= Problem =
Rewrite the lines below, changing every "Drop a dot" to "Place a point" and leaving everything else as it is. Omit the pictures from your answer.
⁂
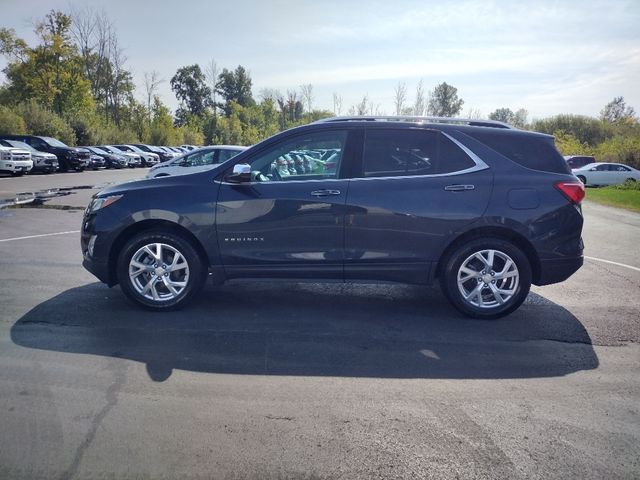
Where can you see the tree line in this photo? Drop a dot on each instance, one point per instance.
(75, 84)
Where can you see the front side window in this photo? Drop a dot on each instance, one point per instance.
(224, 155)
(389, 153)
(311, 156)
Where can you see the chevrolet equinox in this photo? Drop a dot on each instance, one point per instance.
(484, 209)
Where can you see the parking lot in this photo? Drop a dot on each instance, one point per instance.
(305, 380)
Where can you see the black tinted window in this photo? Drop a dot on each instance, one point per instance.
(535, 152)
(411, 152)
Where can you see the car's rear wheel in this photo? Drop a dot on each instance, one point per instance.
(486, 278)
(160, 270)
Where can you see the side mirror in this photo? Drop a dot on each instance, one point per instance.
(241, 173)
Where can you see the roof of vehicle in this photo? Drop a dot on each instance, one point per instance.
(444, 124)
(225, 147)
(595, 164)
(419, 119)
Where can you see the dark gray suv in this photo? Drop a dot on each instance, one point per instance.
(483, 208)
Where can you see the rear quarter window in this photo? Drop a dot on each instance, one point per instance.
(530, 151)
(402, 152)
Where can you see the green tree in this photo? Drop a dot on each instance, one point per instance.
(444, 101)
(568, 144)
(506, 115)
(162, 131)
(49, 73)
(190, 87)
(11, 122)
(235, 86)
(42, 121)
(617, 111)
(587, 130)
(502, 115)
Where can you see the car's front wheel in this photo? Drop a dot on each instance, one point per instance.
(160, 270)
(486, 278)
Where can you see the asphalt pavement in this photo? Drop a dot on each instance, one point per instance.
(306, 380)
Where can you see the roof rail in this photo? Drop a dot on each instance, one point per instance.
(416, 119)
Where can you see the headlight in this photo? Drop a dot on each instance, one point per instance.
(102, 202)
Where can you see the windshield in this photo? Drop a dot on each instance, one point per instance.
(54, 142)
(18, 144)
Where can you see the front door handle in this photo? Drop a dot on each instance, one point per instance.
(459, 188)
(325, 193)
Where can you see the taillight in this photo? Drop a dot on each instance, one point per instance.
(574, 191)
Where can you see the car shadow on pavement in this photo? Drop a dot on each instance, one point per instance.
(384, 331)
⁂
= Task solution =
Where can you see the tree line in this photo? Place a point on each instance, one point per instance.
(75, 84)
Where can you see the front side window in this photo? Place a point on each instance, one point per instance.
(224, 155)
(389, 153)
(311, 156)
Where can you see the chevrolet equinox in this photo? Place a point on each instance, one point per instance.
(484, 209)
Where can you see the parking lot in this photo? Place a point on each instance, one point per instance.
(305, 380)
Where can you see the black tinted window in this photo? Place a point on each instance, one point per instance.
(535, 152)
(411, 152)
Where can you see the car's rear wheel in this photo? Place a point on each instance, one point per instance.
(486, 278)
(160, 270)
Where can you see the side mirror in this photo? Place a point on each instance, one point per instance.
(241, 173)
Where can you see the roof of vehicle in this photo? Place a point on each instance, one point per instance.
(444, 124)
(225, 147)
(595, 164)
(419, 119)
Where can you see the dark gray suv in this photo? Place a point on each instance, one point per instance.
(483, 208)
Where can you see the rear quarter window in this photo? Place a point on each instance, one point per instance.
(530, 151)
(402, 152)
Where can you see the green tree in this photo? Place a point on each instance, one point per instance.
(444, 101)
(568, 144)
(506, 115)
(162, 131)
(49, 73)
(190, 87)
(11, 122)
(235, 86)
(42, 121)
(617, 111)
(587, 130)
(502, 115)
Where can you see the car's front wheel in this photo? Place a point on each instance, one point per instance.
(160, 270)
(486, 278)
Where can you see the asphalt pavement in this photo? Place a point on each instance, one point per instance.
(306, 380)
Where can you see the roof rail in this photo? Place a point on each instance, one point per instance.
(416, 119)
Where can you see the headlight in this photo? Place a point on each instance, one point per instance.
(102, 202)
Where can you see the windshield in this photo? Place a point on each instance, one point per instance.
(54, 142)
(18, 144)
Where can you see the front door handle in this photo? Place a point on each instance, one point per instance.
(459, 188)
(325, 193)
Where can you see the taillight in this photo? Place a point on each instance, one point per instance.
(574, 191)
Where can you see the car shadow on pavement in this photo? Place a point on each instance, one point per instance.
(384, 331)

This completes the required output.